Your goal: Copy the full article on Facebook taking digital ad budgets, word for word.

Reading passage:
- - -
Surprise: Facebook is cannibalizing digital budgets, too
It's no longer just traditional budgets that are under siege by the site
March 13, 2017
For a very long time, digital advertising has been eating away at traditional advertising budgets. But now that online has become the largest media category, there’s a new trend taking hold – digital stealing share from digital. The most notable example is Facebook, which has become a huge force in local advertising and is wooing ad dollars from fellow digital competitors. That’s according to a new report from Borrell Associates, the local ad tracking firm in Williamsburg, Virginia. It says 69 percent of dollars spent on Facebook advertising last year were local, accounting for 7 percent of total local advertising. And those numbers will rise. Gordon Borrell, CEO of Borrell Associates, talks to Media Life about what makes the site so appealing to local advertisers, how much it stands to grow, and why Facebook could stay relevant for years to come.
What did you find most interesting or most surprising about this report?
It’s our finding that other digital media — not traditional media, as many have assumed — is the most disrupted by Facebook’s advertising pillage.
- - -
Stored dataset items

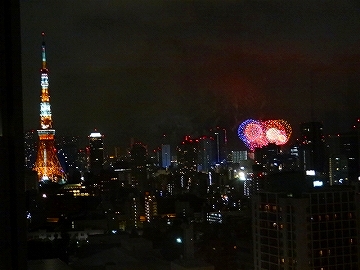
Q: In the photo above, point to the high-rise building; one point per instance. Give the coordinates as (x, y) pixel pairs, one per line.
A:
(312, 147)
(206, 153)
(96, 152)
(343, 152)
(165, 156)
(138, 156)
(150, 207)
(299, 226)
(47, 164)
(187, 155)
(220, 137)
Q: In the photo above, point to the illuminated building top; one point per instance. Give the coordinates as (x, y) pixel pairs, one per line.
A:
(45, 110)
- - -
The result:
Surprise: Facebook is cannibalizing digital budgets, too
It's no longer just traditional budgets that are under siege by the site
March 13, 2017
For a very long time, digital advertising has been eating away at traditional advertising budgets. But now that online has become the largest media category, there’s a new trend taking hold – digital stealing share from digital. The most notable example is Facebook, which has become a huge force in local advertising and is wooing ad dollars from fellow digital competitors. That’s according to a new report from Borrell Associates, the local ad tracking firm in Williamsburg, Virginia. It says 69 percent of dollars spent on Facebook advertising last year were local, accounting for 7 percent of total local advertising. And those numbers will rise. Gordon Borrell, CEO of Borrell Associates, talks to Media Life about what makes the site so appealing to local advertisers, how much it stands to grow, and why Facebook could stay relevant for years to come.
What did you find most interesting or most surprising about this report?
It’s our finding that other digital media — not traditional media, as many have assumed — is the most disrupted by Facebook’s advertising pillage.